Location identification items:

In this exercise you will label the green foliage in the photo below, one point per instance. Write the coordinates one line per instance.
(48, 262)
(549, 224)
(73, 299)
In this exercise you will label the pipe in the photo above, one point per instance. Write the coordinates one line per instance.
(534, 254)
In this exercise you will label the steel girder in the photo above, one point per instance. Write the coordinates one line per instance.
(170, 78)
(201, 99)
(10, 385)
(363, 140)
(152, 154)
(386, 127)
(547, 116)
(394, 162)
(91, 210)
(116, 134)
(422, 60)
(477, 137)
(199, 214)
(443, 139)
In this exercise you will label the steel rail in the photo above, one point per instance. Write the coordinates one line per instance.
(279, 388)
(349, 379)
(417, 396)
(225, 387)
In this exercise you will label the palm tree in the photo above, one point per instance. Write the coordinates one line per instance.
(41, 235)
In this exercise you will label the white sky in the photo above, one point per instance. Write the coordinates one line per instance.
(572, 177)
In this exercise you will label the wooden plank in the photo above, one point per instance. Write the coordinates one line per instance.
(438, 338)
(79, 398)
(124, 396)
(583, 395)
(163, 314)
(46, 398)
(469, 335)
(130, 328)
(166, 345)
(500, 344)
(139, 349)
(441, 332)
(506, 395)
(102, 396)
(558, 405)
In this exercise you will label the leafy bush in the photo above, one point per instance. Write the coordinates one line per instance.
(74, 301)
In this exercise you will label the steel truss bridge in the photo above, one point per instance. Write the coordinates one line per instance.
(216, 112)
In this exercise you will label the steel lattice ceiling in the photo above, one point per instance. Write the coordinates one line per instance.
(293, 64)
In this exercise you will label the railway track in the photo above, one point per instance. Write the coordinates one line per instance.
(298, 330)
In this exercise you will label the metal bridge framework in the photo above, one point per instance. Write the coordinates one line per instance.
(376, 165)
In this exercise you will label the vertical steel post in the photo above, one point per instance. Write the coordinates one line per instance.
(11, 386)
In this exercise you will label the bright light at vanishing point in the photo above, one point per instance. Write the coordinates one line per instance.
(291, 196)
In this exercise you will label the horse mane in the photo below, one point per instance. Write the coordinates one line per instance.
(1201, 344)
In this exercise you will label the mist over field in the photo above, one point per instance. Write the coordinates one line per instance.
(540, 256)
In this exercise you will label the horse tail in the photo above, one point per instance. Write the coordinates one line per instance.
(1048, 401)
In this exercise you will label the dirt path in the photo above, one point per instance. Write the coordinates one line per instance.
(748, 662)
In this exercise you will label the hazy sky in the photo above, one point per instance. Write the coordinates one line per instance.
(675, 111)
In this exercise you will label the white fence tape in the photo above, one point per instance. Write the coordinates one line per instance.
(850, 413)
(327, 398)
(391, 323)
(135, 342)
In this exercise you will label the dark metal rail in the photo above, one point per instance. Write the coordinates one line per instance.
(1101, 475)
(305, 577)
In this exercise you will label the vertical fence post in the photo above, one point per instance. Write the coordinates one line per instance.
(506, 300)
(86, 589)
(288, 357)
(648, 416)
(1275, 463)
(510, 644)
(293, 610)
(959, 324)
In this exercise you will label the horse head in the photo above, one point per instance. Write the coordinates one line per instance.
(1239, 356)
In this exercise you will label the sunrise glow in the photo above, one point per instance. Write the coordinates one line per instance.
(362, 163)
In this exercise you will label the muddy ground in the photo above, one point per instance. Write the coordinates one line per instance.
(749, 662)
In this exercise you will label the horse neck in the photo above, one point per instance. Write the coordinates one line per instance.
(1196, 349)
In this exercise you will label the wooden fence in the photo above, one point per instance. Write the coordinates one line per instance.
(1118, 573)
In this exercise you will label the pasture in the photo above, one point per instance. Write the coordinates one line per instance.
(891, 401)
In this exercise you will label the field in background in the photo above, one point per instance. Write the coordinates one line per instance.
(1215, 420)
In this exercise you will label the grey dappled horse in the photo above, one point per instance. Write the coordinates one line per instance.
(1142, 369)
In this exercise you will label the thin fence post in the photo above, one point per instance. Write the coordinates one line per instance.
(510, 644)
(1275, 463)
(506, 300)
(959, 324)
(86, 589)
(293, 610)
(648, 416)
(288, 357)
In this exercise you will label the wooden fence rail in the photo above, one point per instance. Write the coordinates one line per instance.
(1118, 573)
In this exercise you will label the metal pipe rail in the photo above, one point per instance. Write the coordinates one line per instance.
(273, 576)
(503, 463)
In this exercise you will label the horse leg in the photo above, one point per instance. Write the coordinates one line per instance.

* _Exercise aim_: Exactly repeat the lines from the line that contains "In this exercise you will label the wooden fence rail" to the end of the entries, both included, and leave out all other lines.

* _Correct result_:
In this exercise you will label the wooden fence rail in the photo above, one point per instance. Write the coordinates one line per instance.
(1118, 573)
In this exercise you will label the metal pipe rail in the photo above, one point per instance. Write the coordinates one line per instance.
(273, 576)
(503, 463)
In this exercise you will label the horse leg in the photo above, one point per instance. Write the coordinates one line per instance.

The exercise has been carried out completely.